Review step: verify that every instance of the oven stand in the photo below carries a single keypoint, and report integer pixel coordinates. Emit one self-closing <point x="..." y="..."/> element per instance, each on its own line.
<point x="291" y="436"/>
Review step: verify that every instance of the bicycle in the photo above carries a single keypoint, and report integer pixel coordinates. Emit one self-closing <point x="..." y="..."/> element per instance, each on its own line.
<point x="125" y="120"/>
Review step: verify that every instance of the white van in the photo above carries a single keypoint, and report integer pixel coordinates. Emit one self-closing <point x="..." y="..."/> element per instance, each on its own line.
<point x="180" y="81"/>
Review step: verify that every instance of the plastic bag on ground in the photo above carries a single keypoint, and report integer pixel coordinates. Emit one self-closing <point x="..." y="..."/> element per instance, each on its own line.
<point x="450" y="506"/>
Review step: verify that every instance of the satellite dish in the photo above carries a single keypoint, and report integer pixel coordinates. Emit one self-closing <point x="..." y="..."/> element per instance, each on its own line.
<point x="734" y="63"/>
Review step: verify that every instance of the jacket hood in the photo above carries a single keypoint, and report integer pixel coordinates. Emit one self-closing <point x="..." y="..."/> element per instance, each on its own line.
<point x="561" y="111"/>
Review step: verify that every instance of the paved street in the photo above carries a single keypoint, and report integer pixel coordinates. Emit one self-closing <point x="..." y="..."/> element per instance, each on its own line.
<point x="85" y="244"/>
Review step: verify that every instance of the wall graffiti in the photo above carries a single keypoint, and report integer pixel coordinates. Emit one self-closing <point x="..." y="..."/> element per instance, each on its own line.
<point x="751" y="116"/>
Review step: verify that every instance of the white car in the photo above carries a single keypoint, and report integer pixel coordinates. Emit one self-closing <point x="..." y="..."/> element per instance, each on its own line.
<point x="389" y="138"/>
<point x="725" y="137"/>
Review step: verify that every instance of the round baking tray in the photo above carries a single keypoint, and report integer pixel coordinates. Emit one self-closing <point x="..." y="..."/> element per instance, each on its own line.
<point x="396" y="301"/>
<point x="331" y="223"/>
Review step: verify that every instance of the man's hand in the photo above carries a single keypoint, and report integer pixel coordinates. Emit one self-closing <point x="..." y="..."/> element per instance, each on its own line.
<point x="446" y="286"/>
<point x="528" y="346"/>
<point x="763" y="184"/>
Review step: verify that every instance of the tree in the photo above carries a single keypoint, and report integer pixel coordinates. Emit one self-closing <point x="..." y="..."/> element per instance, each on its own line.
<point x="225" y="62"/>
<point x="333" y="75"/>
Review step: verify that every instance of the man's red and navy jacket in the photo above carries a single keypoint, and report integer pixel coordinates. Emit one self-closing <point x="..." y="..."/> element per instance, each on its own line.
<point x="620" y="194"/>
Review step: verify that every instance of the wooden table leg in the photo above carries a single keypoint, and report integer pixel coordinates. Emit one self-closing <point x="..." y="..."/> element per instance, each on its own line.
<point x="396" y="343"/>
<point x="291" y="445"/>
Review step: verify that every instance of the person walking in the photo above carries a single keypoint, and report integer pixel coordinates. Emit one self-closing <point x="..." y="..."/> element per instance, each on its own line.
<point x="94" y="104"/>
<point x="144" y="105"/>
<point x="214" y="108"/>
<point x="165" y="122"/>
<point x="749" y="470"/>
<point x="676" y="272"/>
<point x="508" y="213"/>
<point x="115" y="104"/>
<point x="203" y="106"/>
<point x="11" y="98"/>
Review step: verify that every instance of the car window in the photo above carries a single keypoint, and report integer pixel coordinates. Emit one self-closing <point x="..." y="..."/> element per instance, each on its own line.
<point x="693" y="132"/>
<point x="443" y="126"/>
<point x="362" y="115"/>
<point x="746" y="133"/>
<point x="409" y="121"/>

### Task prompt
Print the entries exactly. Include every one.

### Solution to the exercise
Review step: verify that every instance of the oven stand in the photo below carries a single keypoint, and report integer pixel coordinates. Emit one self-closing <point x="..." y="..."/> element per instance, each on its own line.
<point x="291" y="436"/>
Review step: verify that every instance of the bicycle in the photo above carries a single keypoint, and report integer pixel coordinates. Emit one self-closing <point x="..." y="..."/> element per instance, each on its own line.
<point x="125" y="120"/>
Review step: verify that every instance of the white van in the photo above carries a single keypoint, and report integer pixel coordinates. Emit one self-closing <point x="..." y="..."/> element per instance, each on its own line.
<point x="180" y="81"/>
Review step: verify that every instance of the plastic bag on ground in the photo above carries a single keypoint, and report integer pixel coordinates. Emit one self-closing <point x="..." y="..."/> element per instance, each on its own line.
<point x="450" y="506"/>
Review step: verify that every instance of the satellite dish in the photo above carries a single keypoint, and report integer pixel coordinates. Emit one self-closing <point x="..." y="..."/> element per instance, each on its own line.
<point x="734" y="63"/>
Review step: verify that every instance of the jacket hood in the photo above carries a single keypoint, and report integer pixel coordinates. Emit one self-closing <point x="..." y="..."/> element per instance, each on its own line.
<point x="561" y="111"/>
Review step: verify that every instance of the paved street in the photo above carries a single keypoint, and report integer pixel coordinates. Emit one self-closing <point x="..." y="..."/> element per instance, each on its own line.
<point x="85" y="244"/>
Review step: verify that every instance of the wall graffiti in the photo above carries a single keypoint, and report integer pixel coordinates. Emit one self-closing <point x="..." y="..."/> element per instance, each on its own line.
<point x="751" y="116"/>
Review step: verify that every instance of the white car in the photo above carries a single keypoint, and report integer pixel coordinates. Emit one self-closing <point x="..." y="..."/> element per instance, each on its own line.
<point x="389" y="138"/>
<point x="725" y="137"/>
Review step: verify that every instance of the round baking tray in the photo above carries a single keypoint, and report integer pixel coordinates. Emit one self-closing <point x="..." y="..."/> element per instance, each on its own line.
<point x="396" y="301"/>
<point x="331" y="223"/>
Review step: verify that every instance of the man's hand in the photo above carries a single keypoint, and report integer pixel coordinates. Emit one self-closing <point x="..." y="..."/> element per instance, each on its own line.
<point x="446" y="286"/>
<point x="528" y="346"/>
<point x="763" y="184"/>
Review step: verify that every instance of the tree in the photo above carries a single keypoint, and report integer pixel coordinates. Emit one self-closing <point x="..." y="..."/> element per instance, each on its own line.
<point x="225" y="62"/>
<point x="333" y="75"/>
Review step: verify that every instance of the man's red and navy jacket in the photo above carries a single keypoint, and report integer pixel coordinates. Emit one self-closing <point x="..." y="..."/> element per instance, each on its own line.
<point x="620" y="194"/>
Review step: verify that every instance of the wooden table leg in the photo above carries a single keypoint, and report integer pixel coordinates. Emit one self-closing <point x="..." y="..."/> element per instance, each on its own line.
<point x="396" y="343"/>
<point x="291" y="445"/>
Review step: verify that every instance of the person walking in the photo above carries a single keypoint, and report integer pixel coordinates. Emit one self-closing <point x="..." y="..."/> element per instance, each on its own line.
<point x="94" y="104"/>
<point x="144" y="105"/>
<point x="214" y="108"/>
<point x="165" y="122"/>
<point x="749" y="470"/>
<point x="676" y="272"/>
<point x="508" y="213"/>
<point x="115" y="104"/>
<point x="203" y="106"/>
<point x="11" y="98"/>
Review step: verify that every instance of the car window in the photo above carries a single keypoint, and report integer pixel coordinates. Emit one self-closing <point x="..." y="..."/> element per instance, each on its own line.
<point x="693" y="132"/>
<point x="443" y="126"/>
<point x="362" y="115"/>
<point x="746" y="133"/>
<point x="409" y="121"/>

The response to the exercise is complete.